### EXERCISE OBJECTIVE
Copy out the material below, swapping each "thickest" for "widest" and changing nothing else. Leave the pictures out.

### MATERIAL FOR THIS EXERCISE
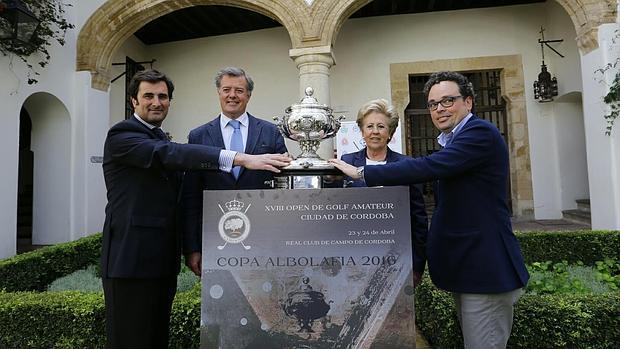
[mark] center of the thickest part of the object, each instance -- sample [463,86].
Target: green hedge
[541,321]
[71,319]
[572,246]
[77,320]
[51,320]
[33,271]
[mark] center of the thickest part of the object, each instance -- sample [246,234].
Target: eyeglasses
[445,102]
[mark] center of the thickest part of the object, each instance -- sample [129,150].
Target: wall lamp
[546,87]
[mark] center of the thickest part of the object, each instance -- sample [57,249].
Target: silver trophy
[308,123]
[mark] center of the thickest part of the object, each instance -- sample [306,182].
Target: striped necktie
[236,143]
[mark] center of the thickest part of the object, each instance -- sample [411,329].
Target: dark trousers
[138,312]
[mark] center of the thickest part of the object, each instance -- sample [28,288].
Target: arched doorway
[24,183]
[51,159]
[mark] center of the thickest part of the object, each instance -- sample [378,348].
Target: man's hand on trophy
[269,162]
[347,169]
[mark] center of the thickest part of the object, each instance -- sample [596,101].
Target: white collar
[243,119]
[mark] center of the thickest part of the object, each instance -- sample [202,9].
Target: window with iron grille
[421,134]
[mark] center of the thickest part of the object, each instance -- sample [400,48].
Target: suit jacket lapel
[215,133]
[391,156]
[254,130]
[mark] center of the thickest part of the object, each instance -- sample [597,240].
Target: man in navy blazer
[471,249]
[256,136]
[142,239]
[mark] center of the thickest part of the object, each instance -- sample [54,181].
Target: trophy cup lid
[309,102]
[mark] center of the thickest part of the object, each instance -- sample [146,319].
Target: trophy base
[300,175]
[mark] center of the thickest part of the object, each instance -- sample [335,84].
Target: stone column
[313,64]
[603,151]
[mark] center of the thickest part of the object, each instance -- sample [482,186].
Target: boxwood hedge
[33,319]
[541,321]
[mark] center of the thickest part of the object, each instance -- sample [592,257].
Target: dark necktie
[236,143]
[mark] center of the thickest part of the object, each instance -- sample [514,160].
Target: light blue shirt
[227,129]
[444,138]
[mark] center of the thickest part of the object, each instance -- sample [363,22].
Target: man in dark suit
[471,249]
[255,136]
[142,240]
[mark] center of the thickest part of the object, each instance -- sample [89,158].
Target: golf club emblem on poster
[234,225]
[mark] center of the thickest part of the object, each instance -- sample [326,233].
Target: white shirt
[144,122]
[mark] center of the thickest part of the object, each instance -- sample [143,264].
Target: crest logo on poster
[234,225]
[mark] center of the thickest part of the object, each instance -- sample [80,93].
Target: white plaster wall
[192,65]
[569,135]
[365,48]
[58,79]
[136,50]
[51,144]
[603,151]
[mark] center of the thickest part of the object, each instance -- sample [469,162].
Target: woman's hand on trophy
[268,162]
[347,169]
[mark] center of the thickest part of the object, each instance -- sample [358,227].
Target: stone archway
[116,20]
[51,176]
[312,25]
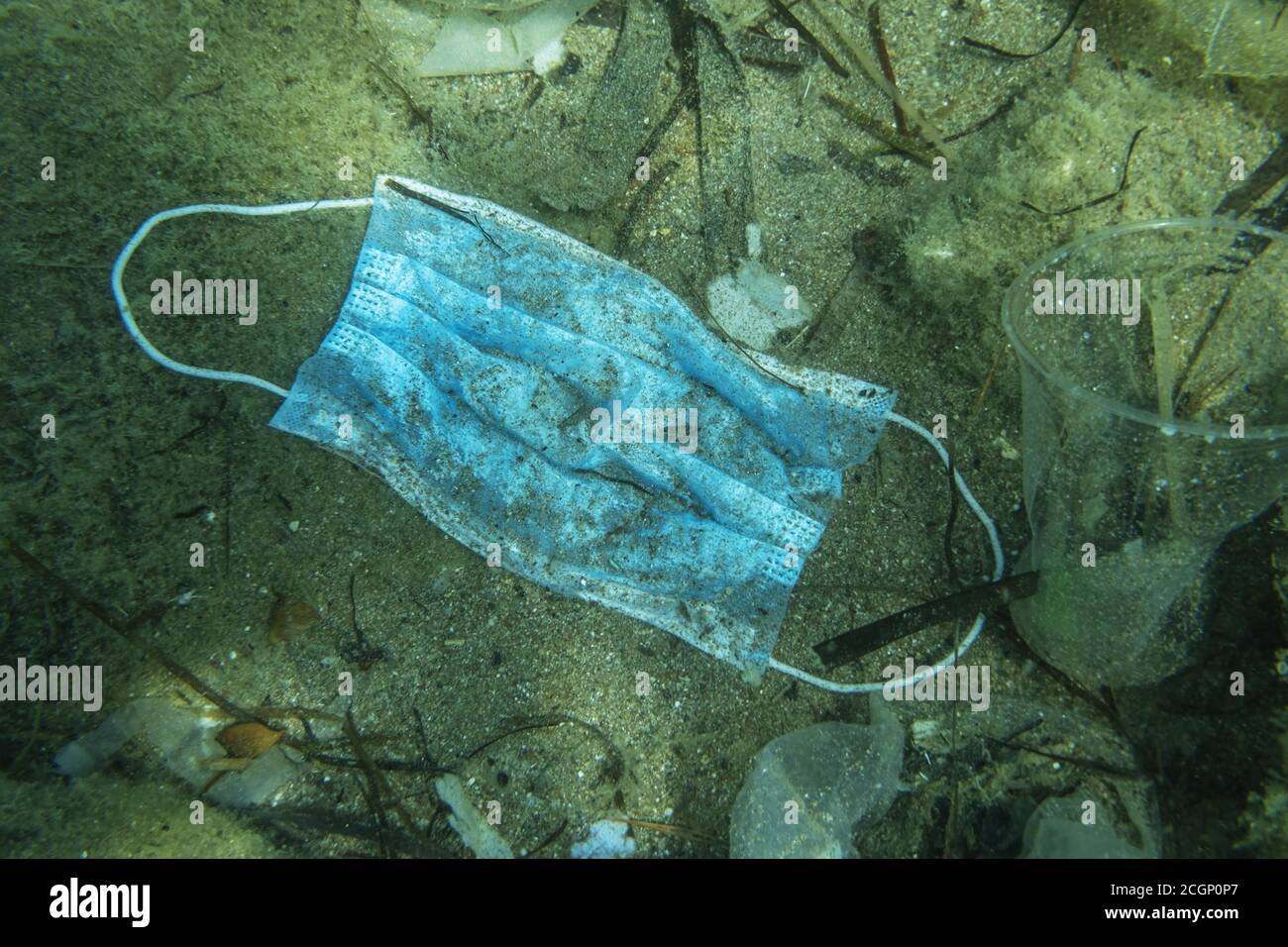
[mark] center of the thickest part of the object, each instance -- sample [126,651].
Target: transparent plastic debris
[807,789]
[1150,433]
[1237,38]
[606,839]
[478,835]
[184,740]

### TASK RESPONSE
[mark] center of the widest part of the object, each instance -- sample [463,86].
Target: green hedge
[541,321]
[71,319]
[572,246]
[77,320]
[51,320]
[33,271]
[mark] center of the widest part of the object, each instance -- sample [246,234].
Target: eyeglasses
[445,102]
[mark] center of the widest part of the object, each instance -- sample [129,150].
Target: wall lamp
[546,87]
[mark] center of the widest part of the object, each instance -- sample [57,249].
Target: silver trophy
[308,123]
[mark] center of the widest part of the object, each instance -- sample [306,182].
Target: striped necktie
[236,143]
[mark] center of the widest part of the object, each instance -- sample [411,329].
Target: dark trousers
[138,312]
[mark] center of the widest part of the object, each instance -- sample [28,288].
Target: arched doorway
[24,183]
[51,159]
[mark] center of the widest part of the object, each instance -- sample [378,348].
Target: man's hand on trophy
[269,162]
[347,169]
[mark] center of the widest part of the object, each instance -- sample [596,101].
Target: white collar
[243,119]
[mark] center of the widest part of the object, each instance -- sample [202,9].
Target: window with iron grille
[421,134]
[mark] center of the widest part of the object, each instance -- sample [400,48].
Target: suit jacket lapel
[215,133]
[391,156]
[254,130]
[mark] center of the widest part of the object, each instance -- sample [597,240].
Target: man in navy blazer
[471,249]
[256,136]
[142,239]
[mark] center of the widest part of the object, each instance -- sample [54,181].
Target: trophy cup lid
[309,102]
[mark] center of the widest part of the object, each instance -- sample [146,319].
Target: trophy base
[300,175]
[mark] center of the widest part of the object, each instance -- sample [335,84].
Target: stone column
[313,64]
[603,151]
[mark] center of the widest part of the object, each instance -- sample [482,186].
Target: boxwood hedge
[33,319]
[541,321]
[mark] center of the widest part of the object, each instance -- sample [592,257].
Target: dark necktie
[236,143]
[mark] center of the widest part of the object, each instance -- sample [514,160].
Target: light blue shirt
[227,129]
[444,138]
[mark] center of the widest part of the object, each instance -- sample [363,22].
Target: man in dark suit
[471,249]
[255,136]
[142,240]
[mark] center of the widest part of the object, each instance -- sample [89,158].
Target: golf club emblem on poster
[234,225]
[mark] center of the widest part of the object, each instance -- sample [326,233].
Target: white shirt
[144,122]
[mark] center of the widest part of the object, each instance -- sample [143,264].
Target: crest logo on poster
[234,225]
[mark] center of the widest part of the object, each instance -- sample [80,93].
Target: white plaster wall
[192,65]
[569,135]
[365,48]
[58,79]
[136,50]
[51,144]
[603,151]
[mark] center of the widest part of the object, each instance -- sample [469,162].
Target: woman's hand on trophy
[268,162]
[347,169]
[mark] center of the widest part of the object, each instance -- sample [358,227].
Target: stone archway
[116,20]
[51,176]
[312,25]
[mark] center of the widest part of the object, each instance -- sample [126,651].
Target: transparent plastic debris
[807,789]
[1150,433]
[1237,38]
[606,839]
[478,835]
[184,740]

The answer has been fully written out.